EXTRACTED RECORDS:
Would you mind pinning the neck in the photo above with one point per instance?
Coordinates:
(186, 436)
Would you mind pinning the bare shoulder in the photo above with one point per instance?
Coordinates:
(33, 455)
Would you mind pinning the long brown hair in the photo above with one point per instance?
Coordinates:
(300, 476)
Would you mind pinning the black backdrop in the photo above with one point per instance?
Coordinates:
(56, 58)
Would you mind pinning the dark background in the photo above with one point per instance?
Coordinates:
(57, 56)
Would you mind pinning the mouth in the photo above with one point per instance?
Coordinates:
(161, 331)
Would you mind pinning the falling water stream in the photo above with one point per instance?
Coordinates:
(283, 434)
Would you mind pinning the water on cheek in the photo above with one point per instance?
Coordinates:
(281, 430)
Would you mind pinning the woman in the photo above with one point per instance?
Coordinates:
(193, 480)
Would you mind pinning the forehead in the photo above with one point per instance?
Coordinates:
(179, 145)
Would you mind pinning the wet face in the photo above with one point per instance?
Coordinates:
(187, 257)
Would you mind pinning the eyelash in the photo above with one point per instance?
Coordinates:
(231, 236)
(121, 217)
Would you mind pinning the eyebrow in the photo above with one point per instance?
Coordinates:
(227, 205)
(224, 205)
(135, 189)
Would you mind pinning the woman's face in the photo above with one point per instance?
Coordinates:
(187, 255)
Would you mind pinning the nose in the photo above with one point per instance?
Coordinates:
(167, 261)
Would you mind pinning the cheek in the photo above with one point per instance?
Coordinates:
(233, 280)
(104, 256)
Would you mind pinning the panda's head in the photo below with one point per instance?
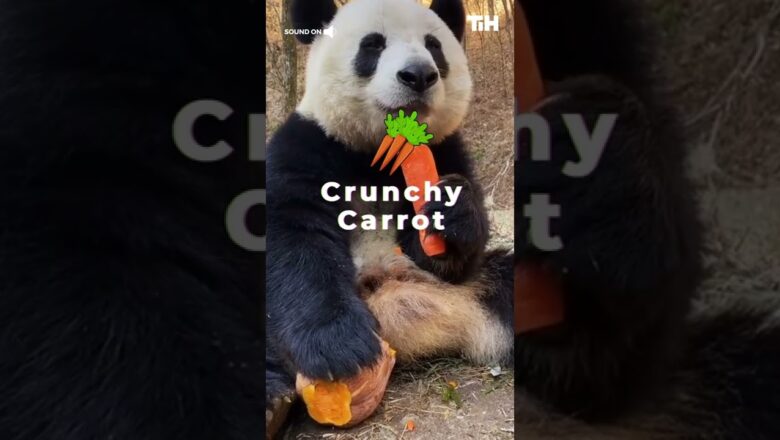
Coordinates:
(384, 56)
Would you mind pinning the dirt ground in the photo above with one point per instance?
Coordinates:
(722, 63)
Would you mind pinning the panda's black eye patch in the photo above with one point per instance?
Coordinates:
(432, 42)
(367, 58)
(434, 47)
(373, 41)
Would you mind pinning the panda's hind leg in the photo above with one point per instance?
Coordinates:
(279, 394)
(421, 316)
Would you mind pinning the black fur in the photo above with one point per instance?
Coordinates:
(367, 58)
(317, 322)
(310, 15)
(630, 262)
(126, 312)
(453, 13)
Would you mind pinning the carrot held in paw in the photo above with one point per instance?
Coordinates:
(419, 168)
(347, 403)
(405, 141)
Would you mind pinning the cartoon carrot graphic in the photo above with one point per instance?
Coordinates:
(405, 141)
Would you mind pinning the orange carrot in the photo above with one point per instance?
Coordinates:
(405, 152)
(382, 148)
(398, 142)
(419, 168)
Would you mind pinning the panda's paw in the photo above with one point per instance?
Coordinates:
(337, 348)
(277, 406)
(279, 398)
(465, 223)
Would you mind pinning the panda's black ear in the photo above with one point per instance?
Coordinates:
(311, 14)
(453, 13)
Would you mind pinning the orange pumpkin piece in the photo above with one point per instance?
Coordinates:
(347, 402)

WHAT TO DO:
On how many lines of the records above does the word "orange" appear? Answer with only that number.

RESPONSE BOX:
2